Prompt: It is required that the lines from the top of the listing through the line with "Pick out a point on every instance of the green leaf" be reproduced exactly, excluding pictures.

The input:
┄┄┄┄┄┄

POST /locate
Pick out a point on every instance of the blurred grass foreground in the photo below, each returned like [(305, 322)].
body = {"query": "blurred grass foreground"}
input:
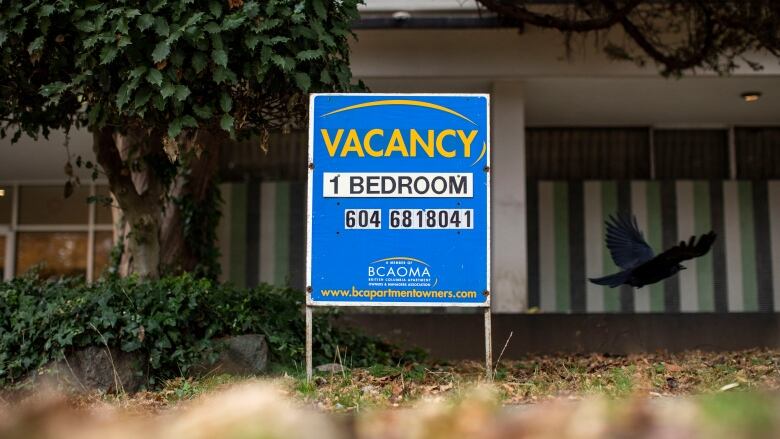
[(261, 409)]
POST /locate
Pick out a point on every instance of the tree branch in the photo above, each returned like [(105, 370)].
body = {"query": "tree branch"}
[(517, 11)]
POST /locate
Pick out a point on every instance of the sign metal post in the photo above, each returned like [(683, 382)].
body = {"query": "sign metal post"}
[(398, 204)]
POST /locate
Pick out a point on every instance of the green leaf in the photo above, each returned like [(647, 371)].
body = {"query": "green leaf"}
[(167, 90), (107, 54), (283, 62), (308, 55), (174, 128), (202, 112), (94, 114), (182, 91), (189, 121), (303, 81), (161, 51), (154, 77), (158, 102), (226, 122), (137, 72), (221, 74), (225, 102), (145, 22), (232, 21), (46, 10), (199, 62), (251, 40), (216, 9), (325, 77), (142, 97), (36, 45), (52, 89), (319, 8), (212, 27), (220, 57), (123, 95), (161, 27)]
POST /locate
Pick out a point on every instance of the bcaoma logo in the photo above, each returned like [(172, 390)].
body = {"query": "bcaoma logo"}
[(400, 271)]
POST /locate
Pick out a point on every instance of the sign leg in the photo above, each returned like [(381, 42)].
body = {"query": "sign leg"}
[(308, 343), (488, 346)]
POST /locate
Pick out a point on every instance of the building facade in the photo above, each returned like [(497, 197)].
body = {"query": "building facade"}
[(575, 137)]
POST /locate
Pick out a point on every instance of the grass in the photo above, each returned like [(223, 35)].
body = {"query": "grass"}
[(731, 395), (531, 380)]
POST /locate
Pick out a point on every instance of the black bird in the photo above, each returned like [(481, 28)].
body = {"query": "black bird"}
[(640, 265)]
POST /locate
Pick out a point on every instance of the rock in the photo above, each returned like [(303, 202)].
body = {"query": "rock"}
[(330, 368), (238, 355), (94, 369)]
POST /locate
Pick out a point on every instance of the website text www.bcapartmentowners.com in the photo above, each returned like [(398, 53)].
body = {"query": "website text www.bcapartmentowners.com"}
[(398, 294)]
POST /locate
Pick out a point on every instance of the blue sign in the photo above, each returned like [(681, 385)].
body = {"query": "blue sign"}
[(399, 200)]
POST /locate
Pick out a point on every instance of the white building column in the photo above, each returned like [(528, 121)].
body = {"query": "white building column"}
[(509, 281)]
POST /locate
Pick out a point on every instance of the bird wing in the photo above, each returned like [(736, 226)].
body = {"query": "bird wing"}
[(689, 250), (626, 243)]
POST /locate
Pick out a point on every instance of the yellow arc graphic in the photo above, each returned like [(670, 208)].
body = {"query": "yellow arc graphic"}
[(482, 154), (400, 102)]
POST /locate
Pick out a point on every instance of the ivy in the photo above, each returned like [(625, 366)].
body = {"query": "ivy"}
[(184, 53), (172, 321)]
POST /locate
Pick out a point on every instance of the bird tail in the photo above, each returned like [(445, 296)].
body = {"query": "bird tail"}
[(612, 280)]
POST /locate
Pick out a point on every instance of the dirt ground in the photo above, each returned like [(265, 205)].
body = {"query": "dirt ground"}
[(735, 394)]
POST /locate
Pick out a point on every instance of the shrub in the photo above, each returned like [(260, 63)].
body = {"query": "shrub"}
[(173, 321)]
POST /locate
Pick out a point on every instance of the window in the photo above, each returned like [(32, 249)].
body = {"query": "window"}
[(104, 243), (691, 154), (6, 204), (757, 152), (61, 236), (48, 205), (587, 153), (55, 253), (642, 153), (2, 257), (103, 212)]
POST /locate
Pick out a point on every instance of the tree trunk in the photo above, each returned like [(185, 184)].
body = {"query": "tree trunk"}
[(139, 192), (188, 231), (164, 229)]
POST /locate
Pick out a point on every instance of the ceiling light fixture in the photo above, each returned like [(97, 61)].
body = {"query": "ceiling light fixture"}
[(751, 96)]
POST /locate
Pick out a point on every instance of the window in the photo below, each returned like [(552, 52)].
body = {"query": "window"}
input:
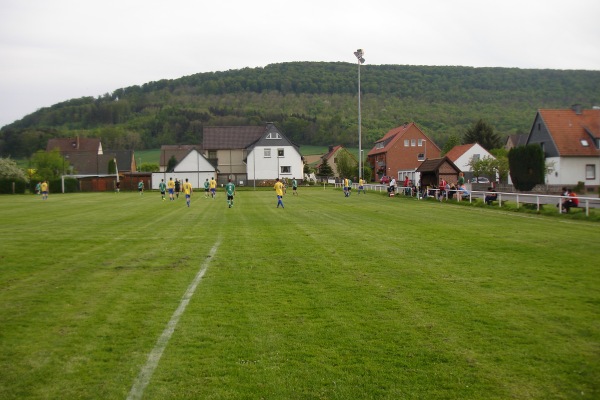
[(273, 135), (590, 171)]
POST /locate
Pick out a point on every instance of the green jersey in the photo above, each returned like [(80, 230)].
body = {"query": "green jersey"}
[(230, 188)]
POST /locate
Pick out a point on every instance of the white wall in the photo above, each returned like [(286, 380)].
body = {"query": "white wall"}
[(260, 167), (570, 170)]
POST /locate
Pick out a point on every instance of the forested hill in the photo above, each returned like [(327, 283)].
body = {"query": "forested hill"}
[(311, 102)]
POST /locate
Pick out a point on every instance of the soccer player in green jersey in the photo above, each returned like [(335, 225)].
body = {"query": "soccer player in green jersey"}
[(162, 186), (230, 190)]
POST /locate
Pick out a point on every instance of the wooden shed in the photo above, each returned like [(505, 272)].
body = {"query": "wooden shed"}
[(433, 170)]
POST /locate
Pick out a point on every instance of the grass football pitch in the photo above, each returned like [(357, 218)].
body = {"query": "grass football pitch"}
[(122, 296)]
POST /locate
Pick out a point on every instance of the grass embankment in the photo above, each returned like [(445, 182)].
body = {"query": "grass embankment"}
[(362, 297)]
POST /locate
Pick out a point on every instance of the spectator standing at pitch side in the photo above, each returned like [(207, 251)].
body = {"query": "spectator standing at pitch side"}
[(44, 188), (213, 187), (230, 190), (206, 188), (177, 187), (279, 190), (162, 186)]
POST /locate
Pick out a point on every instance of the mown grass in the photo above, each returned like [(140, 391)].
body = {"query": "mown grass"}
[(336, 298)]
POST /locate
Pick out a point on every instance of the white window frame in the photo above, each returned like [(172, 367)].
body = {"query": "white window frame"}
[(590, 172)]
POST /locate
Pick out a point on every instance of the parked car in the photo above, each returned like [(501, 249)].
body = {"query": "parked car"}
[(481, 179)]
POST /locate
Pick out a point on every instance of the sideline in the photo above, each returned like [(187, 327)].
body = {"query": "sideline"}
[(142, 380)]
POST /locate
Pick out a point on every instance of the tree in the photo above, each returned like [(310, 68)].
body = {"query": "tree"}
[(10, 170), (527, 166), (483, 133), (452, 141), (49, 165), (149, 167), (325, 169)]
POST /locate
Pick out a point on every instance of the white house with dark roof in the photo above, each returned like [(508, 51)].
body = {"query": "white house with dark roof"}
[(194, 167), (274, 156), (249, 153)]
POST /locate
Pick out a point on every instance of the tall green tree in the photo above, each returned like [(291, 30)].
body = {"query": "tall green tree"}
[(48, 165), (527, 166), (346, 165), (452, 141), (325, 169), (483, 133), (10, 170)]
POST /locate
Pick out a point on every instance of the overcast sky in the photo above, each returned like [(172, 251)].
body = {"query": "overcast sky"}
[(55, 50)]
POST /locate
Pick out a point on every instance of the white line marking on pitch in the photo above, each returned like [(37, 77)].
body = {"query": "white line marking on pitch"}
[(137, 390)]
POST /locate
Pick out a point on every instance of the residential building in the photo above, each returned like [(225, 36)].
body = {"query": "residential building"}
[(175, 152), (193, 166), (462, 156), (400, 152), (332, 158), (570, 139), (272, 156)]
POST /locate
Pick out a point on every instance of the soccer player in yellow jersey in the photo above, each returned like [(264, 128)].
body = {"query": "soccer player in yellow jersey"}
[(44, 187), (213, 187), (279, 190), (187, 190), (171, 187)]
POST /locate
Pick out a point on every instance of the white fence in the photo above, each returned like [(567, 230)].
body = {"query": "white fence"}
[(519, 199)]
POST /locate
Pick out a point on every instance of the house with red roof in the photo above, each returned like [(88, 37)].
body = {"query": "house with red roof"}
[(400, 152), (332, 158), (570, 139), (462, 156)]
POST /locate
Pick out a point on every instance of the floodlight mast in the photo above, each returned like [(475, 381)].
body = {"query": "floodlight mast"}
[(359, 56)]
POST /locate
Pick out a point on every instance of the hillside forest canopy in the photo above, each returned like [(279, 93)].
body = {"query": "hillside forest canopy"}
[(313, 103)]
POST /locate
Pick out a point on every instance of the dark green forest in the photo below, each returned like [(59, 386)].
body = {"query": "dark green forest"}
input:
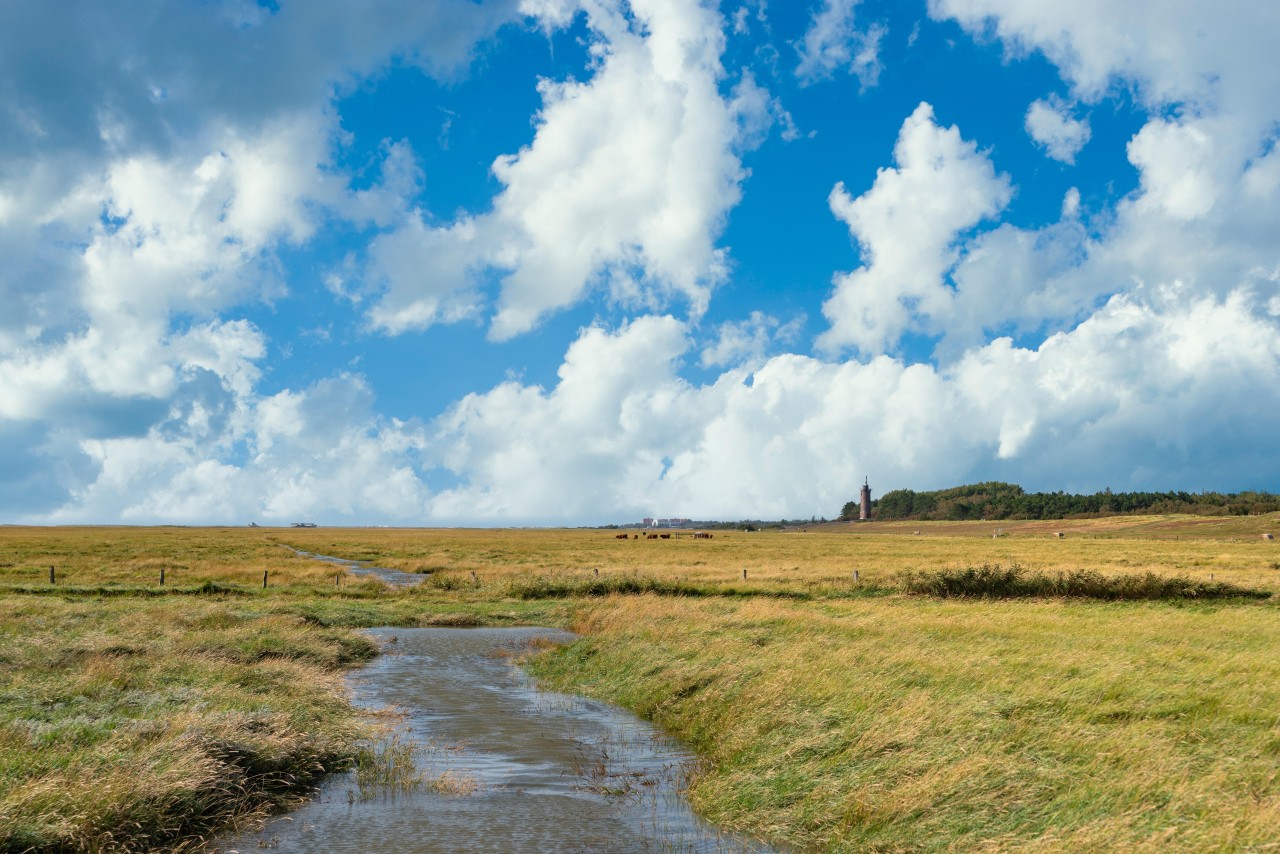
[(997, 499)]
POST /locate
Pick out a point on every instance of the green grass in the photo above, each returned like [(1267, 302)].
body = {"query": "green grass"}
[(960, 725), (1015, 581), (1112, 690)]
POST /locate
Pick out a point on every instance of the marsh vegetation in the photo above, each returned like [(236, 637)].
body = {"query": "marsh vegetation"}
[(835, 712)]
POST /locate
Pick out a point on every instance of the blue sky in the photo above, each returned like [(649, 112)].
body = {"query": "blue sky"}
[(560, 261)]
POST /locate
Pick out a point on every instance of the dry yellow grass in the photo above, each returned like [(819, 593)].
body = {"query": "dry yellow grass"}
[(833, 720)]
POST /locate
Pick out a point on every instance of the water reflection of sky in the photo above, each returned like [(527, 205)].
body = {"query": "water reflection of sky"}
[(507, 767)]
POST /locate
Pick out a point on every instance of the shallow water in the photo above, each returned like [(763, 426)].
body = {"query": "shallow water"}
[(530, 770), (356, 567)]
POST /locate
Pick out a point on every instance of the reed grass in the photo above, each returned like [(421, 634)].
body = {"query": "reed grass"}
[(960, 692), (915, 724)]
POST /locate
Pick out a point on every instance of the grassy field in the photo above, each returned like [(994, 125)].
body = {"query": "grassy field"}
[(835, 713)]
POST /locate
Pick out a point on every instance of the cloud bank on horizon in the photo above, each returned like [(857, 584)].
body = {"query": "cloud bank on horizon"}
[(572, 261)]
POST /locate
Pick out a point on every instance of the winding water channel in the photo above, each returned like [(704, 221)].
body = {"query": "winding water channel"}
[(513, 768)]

┄┄┄┄┄┄

Expected output:
POST /locate
Pick out a point on every instance of the blurred grass foreground in the photo below, each returned like [(305, 322)].
body = {"query": "blurred grass foreground"}
input:
[(261, 409)]
POST /locate
Pick out a point on every instance of the tree branch in the photo above, each returned like [(105, 370)].
body = {"query": "tree branch"}
[(517, 11)]
POST /locate
Pick out a point on every instance of the sign metal post in the photo above, each returned like [(683, 382)].
body = {"query": "sign metal post"}
[(398, 204)]
POST /locate
Pick out a point on every instance of the green leaf in the photo above, each returned like [(647, 371)].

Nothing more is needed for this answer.